## Data for region segmentation
☆ ☆ ☆ ☆ ☆
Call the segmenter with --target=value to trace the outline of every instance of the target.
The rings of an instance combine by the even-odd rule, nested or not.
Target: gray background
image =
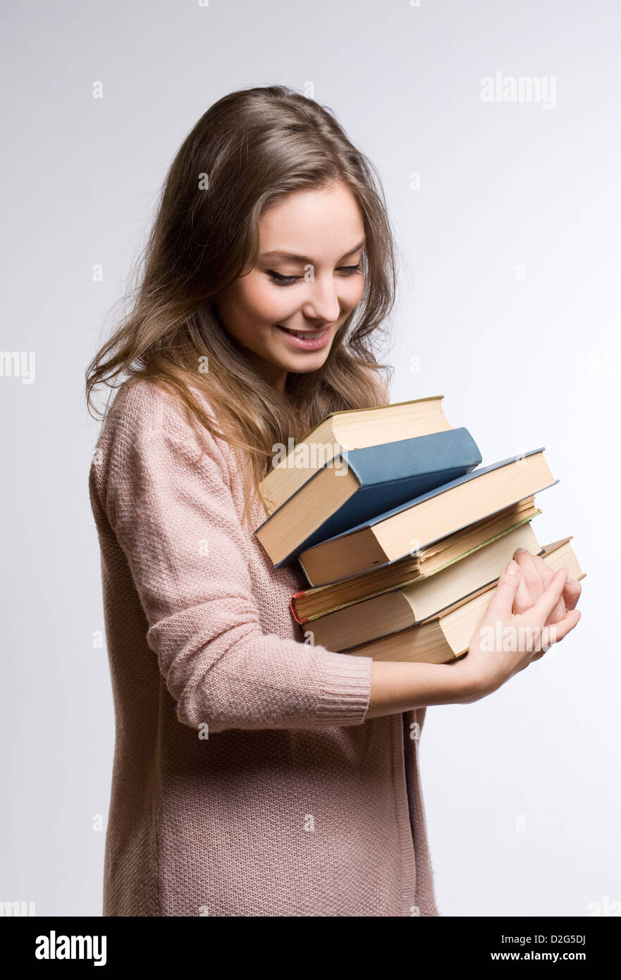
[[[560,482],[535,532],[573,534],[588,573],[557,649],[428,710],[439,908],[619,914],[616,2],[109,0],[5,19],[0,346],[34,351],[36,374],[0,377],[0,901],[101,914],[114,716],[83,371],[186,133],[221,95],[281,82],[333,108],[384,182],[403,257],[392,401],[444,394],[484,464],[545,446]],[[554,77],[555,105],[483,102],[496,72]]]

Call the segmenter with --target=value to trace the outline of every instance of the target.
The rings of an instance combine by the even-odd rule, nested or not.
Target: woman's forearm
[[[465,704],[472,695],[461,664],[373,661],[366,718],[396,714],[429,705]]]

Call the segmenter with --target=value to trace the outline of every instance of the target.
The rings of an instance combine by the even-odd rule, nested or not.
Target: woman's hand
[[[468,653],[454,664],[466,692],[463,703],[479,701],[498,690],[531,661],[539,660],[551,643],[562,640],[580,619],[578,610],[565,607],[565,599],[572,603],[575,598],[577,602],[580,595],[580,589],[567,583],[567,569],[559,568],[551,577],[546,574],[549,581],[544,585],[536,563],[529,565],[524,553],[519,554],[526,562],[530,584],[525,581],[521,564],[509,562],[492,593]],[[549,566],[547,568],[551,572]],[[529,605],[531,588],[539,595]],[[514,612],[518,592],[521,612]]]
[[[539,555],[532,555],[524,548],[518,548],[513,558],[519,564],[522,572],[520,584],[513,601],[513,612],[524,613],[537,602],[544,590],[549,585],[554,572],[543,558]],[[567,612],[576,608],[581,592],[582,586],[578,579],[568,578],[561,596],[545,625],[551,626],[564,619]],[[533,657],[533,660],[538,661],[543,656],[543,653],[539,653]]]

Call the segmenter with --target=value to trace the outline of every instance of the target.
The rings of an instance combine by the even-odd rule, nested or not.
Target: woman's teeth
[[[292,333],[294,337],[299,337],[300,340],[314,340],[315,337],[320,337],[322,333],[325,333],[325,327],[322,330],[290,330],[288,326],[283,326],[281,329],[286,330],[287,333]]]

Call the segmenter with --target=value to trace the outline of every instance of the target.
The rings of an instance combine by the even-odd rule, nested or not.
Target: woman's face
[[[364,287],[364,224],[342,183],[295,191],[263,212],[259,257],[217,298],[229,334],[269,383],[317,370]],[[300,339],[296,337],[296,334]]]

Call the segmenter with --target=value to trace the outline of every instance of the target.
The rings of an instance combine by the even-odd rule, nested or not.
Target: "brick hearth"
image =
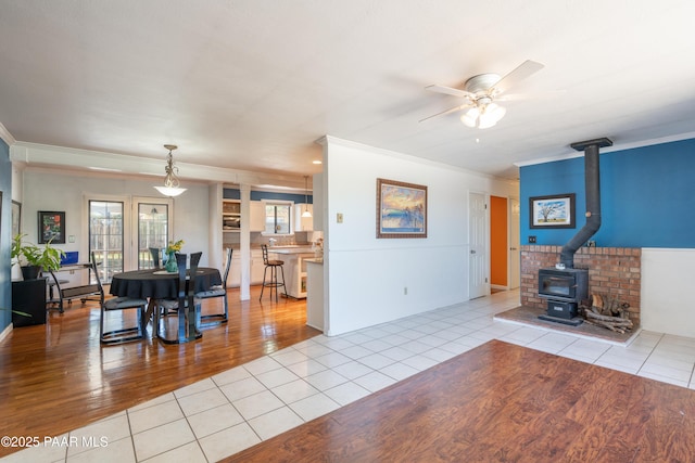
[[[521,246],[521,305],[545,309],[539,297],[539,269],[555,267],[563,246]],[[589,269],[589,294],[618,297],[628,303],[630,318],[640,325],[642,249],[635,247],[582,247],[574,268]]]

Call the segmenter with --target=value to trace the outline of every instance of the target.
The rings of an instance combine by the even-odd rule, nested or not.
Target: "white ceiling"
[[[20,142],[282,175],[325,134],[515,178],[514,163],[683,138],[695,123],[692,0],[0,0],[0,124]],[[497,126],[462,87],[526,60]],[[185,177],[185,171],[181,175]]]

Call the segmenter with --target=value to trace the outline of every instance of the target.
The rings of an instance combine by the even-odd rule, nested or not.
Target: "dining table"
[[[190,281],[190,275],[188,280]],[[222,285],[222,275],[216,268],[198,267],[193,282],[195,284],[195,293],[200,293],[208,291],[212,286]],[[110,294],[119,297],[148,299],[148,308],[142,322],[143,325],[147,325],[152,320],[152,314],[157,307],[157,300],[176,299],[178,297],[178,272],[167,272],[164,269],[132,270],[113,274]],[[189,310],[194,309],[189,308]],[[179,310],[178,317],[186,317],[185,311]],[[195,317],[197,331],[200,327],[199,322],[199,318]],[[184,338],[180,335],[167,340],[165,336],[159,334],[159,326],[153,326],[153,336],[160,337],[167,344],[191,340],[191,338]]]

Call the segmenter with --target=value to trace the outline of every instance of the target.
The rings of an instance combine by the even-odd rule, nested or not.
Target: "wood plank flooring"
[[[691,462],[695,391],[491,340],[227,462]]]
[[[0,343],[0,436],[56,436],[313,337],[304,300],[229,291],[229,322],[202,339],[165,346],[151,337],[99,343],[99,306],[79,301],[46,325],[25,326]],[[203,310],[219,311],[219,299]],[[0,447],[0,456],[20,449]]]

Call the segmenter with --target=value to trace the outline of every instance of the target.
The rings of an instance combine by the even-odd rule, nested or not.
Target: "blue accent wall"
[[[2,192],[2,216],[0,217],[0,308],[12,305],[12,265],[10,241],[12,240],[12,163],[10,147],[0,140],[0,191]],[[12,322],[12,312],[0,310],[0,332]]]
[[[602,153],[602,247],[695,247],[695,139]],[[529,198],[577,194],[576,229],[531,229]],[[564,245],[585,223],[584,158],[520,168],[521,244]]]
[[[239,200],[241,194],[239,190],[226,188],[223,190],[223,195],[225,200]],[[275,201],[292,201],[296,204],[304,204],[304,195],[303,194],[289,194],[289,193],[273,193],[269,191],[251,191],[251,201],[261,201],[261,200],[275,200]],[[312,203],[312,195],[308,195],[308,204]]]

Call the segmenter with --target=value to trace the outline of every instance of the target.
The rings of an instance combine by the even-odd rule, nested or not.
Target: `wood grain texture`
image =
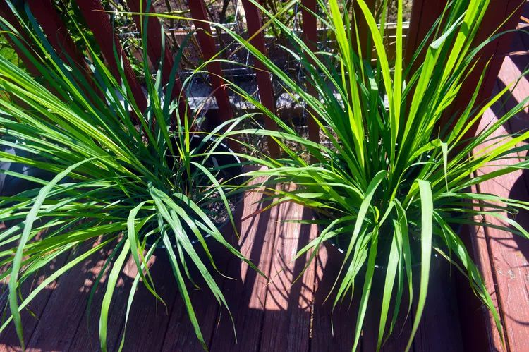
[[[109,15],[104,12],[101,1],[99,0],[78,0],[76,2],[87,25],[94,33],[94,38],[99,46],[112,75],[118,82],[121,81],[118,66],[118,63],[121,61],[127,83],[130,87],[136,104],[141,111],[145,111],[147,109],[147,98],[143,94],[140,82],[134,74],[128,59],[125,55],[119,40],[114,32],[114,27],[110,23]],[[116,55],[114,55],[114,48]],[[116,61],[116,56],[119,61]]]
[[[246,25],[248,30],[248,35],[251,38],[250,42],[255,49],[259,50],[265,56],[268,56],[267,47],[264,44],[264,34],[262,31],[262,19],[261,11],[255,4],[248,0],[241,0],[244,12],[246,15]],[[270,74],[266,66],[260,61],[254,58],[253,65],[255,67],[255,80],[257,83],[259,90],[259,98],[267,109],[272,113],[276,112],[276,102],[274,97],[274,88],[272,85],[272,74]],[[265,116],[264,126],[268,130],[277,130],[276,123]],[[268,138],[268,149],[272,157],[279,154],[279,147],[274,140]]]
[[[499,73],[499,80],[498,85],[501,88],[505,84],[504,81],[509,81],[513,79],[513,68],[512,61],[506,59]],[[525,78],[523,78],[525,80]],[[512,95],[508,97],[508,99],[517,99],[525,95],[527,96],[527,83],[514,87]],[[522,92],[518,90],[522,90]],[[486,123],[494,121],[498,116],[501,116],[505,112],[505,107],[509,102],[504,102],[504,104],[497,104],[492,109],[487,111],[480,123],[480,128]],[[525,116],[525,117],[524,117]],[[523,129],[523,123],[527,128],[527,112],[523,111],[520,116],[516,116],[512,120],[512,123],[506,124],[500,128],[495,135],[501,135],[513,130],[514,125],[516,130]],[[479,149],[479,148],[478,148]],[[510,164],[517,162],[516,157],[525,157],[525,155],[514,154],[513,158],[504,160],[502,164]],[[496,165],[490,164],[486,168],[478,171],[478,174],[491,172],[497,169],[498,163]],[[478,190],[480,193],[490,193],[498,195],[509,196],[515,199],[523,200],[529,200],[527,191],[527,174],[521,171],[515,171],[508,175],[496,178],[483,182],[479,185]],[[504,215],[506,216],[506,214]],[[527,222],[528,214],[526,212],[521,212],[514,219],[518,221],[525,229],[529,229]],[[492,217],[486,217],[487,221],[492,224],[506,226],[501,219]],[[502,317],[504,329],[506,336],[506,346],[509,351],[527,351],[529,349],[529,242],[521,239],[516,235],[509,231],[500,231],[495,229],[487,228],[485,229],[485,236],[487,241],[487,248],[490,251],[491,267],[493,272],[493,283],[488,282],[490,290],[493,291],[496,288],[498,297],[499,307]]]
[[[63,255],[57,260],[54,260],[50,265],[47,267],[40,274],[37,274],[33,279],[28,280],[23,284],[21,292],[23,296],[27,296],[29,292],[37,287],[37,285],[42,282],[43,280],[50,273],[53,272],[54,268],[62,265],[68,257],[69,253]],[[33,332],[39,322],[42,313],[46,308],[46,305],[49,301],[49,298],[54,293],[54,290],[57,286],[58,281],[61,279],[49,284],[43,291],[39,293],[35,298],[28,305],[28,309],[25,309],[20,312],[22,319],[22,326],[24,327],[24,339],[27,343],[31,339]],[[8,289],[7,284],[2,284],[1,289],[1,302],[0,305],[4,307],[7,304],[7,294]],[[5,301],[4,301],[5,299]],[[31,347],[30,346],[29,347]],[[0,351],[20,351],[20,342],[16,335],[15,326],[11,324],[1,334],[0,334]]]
☆ ☆ ☆ ☆ ☆
## Problem details
Find each line in the items above that contains the string "wood" and copy those lines. Case counts, so match capital and lowercase letters precisely.

## Reply to the task
Target: "wood plank flooring"
Target: `wood grain texture`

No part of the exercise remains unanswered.